Brief 1:
From the text below on disabling C-states, quote every sentence that contains the exact word "C-states".

Reading passage:
The other week I had a rather illuminating discussion with an Intel engineer about trying to get the most performance out of a machine by disabling C-states.

Why would you want to disable C-states?

C-states help the processor to conserve power when idle, but entering and exiting these lower powered states incurs latency. The higher a C-state you transition to the more power you save, but the more time it takes getting in and out.

Since an idle processor might be in one of these C-states when new work arrives, the conventional wisdom is that you should disable C-states if you want to reduce latency for your workload.

The Internet is awash with forum posts that explain how to do this by specifying the kernel parameter intel_idle.max_cstate=0. I had a customer doing exactly that.

Now, the engineer claimed that preventing idle processors from using C-states may actually hurt performance rather than help it, and the reasoning goes like this…

If you run your processor core with hyper threading enabled then thread siblings share some pipeline resources – they cannot run concurrently if they’re trying to use a shared piece of hardware. Allowing one thread to enter an idle state (C1 or higher) provides an obvious opportunity for the sibling thread to use those resources. If you force all threads to run at C0, these natural scheduling points never occur and the processor core has to work that much harder to schedule threads.

Brief 2:
Return every line of the records below that contains the word "water".

Given entries:
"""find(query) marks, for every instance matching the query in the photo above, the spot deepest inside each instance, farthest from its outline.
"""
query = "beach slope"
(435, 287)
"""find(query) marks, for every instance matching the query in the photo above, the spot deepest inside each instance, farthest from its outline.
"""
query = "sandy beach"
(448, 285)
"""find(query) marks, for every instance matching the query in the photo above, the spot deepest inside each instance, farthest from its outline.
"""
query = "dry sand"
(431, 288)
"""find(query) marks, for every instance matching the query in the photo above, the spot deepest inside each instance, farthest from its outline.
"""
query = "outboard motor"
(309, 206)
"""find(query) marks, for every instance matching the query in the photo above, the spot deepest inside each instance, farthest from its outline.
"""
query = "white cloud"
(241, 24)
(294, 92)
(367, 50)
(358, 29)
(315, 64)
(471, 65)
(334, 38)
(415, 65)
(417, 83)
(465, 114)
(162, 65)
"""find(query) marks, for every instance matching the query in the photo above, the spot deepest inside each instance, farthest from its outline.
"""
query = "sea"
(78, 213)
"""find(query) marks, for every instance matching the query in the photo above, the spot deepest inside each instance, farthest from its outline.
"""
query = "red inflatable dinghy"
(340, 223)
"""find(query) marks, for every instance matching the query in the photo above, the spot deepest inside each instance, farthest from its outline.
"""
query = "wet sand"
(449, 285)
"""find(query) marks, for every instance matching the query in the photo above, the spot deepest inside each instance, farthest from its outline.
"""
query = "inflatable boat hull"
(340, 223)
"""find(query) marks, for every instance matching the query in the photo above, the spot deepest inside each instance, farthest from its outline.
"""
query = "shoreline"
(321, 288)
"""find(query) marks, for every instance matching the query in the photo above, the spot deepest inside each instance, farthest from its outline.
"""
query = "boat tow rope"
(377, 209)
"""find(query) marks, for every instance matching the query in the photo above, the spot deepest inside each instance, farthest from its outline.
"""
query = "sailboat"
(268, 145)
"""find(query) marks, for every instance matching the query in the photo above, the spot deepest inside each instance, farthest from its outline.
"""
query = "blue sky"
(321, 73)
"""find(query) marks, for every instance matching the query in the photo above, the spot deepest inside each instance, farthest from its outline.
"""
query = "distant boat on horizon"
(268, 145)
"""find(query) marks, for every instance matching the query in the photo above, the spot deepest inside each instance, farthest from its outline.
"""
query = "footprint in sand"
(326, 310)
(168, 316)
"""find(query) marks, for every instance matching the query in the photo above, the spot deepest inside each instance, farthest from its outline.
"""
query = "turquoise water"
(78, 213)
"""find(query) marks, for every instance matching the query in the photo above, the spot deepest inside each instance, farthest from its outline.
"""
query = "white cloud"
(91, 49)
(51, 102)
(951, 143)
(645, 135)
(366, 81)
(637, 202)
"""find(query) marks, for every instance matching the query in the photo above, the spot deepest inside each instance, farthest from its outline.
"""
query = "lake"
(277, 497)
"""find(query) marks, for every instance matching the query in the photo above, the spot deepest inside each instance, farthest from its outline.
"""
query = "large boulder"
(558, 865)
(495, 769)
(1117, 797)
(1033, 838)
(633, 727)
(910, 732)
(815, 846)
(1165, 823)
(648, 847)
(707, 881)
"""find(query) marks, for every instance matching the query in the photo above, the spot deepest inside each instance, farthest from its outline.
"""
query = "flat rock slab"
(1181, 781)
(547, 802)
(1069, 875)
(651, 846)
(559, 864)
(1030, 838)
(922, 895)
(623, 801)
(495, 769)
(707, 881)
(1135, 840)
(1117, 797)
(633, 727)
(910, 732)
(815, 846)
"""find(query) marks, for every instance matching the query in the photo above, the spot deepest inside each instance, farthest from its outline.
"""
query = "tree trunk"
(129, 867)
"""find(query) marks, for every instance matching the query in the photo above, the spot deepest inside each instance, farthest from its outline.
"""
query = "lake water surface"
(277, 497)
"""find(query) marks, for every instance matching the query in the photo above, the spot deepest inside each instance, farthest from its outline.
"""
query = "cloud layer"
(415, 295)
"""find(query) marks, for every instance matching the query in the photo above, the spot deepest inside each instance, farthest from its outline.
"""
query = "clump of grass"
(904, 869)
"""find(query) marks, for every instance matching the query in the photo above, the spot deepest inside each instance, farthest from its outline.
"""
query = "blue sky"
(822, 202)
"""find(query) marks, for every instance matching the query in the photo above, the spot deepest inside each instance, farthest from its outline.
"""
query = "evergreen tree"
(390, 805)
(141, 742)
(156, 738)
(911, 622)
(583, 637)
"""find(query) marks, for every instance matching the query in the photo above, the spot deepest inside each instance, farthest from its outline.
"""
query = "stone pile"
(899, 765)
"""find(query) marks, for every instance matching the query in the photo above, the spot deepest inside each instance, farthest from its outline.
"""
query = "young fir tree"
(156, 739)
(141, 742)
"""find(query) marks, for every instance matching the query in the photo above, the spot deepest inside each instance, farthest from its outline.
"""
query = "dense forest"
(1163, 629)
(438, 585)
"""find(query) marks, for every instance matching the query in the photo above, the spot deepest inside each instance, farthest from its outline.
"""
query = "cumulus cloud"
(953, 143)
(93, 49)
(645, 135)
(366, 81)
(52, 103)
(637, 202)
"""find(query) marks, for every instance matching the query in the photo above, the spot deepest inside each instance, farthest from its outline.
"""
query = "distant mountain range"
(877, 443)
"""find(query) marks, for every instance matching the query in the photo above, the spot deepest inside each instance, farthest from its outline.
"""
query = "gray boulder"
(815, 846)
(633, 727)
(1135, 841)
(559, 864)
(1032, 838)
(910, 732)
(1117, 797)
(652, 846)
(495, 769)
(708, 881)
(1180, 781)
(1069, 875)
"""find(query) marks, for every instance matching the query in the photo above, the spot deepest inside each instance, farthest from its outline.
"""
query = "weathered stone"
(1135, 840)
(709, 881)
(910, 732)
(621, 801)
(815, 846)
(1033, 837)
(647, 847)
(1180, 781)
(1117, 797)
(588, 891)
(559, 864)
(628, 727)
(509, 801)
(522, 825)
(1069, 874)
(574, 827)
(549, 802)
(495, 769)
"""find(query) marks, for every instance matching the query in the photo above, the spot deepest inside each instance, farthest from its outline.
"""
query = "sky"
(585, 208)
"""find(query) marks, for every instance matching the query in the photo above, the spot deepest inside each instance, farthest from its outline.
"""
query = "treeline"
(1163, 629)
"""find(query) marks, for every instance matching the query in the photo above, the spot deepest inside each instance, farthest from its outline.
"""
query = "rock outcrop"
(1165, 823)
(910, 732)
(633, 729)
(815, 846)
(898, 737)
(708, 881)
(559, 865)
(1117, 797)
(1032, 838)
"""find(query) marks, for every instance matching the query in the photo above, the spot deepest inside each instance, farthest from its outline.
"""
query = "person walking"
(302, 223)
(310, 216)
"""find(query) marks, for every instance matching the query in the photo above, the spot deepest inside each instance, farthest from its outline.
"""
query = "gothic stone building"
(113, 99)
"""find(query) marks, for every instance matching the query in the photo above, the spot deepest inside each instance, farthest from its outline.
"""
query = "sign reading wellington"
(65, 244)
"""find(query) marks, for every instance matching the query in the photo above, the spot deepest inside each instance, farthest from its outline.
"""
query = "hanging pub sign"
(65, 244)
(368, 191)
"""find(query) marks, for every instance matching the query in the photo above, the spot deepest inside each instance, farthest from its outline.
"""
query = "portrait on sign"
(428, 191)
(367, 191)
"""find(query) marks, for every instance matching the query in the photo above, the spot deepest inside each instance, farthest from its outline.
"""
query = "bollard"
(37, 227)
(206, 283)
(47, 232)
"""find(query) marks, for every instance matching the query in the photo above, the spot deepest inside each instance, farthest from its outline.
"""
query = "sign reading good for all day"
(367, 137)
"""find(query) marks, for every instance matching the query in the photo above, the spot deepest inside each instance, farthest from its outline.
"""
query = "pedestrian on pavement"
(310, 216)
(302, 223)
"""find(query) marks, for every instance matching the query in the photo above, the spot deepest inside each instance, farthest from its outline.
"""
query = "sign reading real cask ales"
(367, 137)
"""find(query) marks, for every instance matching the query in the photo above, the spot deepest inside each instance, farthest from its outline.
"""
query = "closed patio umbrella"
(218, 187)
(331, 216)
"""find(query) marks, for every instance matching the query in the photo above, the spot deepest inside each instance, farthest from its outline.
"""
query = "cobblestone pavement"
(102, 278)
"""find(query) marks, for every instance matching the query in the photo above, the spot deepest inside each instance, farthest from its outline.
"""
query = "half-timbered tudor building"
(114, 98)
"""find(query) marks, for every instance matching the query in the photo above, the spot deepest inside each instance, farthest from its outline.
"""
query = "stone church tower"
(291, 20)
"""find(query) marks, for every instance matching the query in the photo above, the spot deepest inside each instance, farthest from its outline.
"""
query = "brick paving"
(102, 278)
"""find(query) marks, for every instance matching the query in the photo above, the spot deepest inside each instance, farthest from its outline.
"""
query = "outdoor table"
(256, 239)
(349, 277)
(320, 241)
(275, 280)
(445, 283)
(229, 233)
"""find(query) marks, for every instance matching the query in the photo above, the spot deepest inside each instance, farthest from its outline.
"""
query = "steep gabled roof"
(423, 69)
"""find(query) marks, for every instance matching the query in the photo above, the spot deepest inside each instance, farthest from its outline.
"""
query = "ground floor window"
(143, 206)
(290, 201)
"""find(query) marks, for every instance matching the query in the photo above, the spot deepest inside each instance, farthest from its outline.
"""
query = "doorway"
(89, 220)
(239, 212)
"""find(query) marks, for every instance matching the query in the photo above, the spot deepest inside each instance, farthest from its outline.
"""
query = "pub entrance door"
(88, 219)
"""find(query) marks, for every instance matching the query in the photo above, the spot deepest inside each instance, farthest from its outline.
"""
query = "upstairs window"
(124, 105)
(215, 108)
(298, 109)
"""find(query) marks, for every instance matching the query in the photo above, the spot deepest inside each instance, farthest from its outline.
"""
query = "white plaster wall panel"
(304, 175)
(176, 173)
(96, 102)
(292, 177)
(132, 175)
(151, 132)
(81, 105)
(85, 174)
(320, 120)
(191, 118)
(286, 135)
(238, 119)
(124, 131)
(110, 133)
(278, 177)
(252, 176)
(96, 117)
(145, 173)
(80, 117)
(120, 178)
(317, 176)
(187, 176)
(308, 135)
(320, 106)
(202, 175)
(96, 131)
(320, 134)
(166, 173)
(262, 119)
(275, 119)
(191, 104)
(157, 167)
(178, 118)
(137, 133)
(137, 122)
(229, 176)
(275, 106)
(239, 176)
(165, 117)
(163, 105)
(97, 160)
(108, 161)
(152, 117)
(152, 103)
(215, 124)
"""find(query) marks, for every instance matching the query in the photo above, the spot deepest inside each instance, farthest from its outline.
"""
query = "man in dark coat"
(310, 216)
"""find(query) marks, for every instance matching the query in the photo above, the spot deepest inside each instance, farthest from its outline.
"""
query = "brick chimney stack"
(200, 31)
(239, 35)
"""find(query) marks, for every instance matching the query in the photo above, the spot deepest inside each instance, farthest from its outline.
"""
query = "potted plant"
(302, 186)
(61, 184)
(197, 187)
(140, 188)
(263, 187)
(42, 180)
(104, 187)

Written solution 1:
1. The other week I had a rather illuminating discussion with an Intel engineer about trying to get the most performance out of a machine by disabling C-states.
2. Why would you want to disable C-states?
3. C-states help the processor to conserve power when idle, but entering and exiting these lower powered states incurs latency.
4. Since an idle processor might be in one of these C-states when new work arrives, the conventional wisdom is that you should disable C-states if you want to reduce latency for your workload.
5. Now, the engineer claimed that preventing idle processors from using C-states may actually hurt performance rather than help it, and the reasoning goes like this…

Written solution 2:
query = "turquoise water"
query = "lake water surface"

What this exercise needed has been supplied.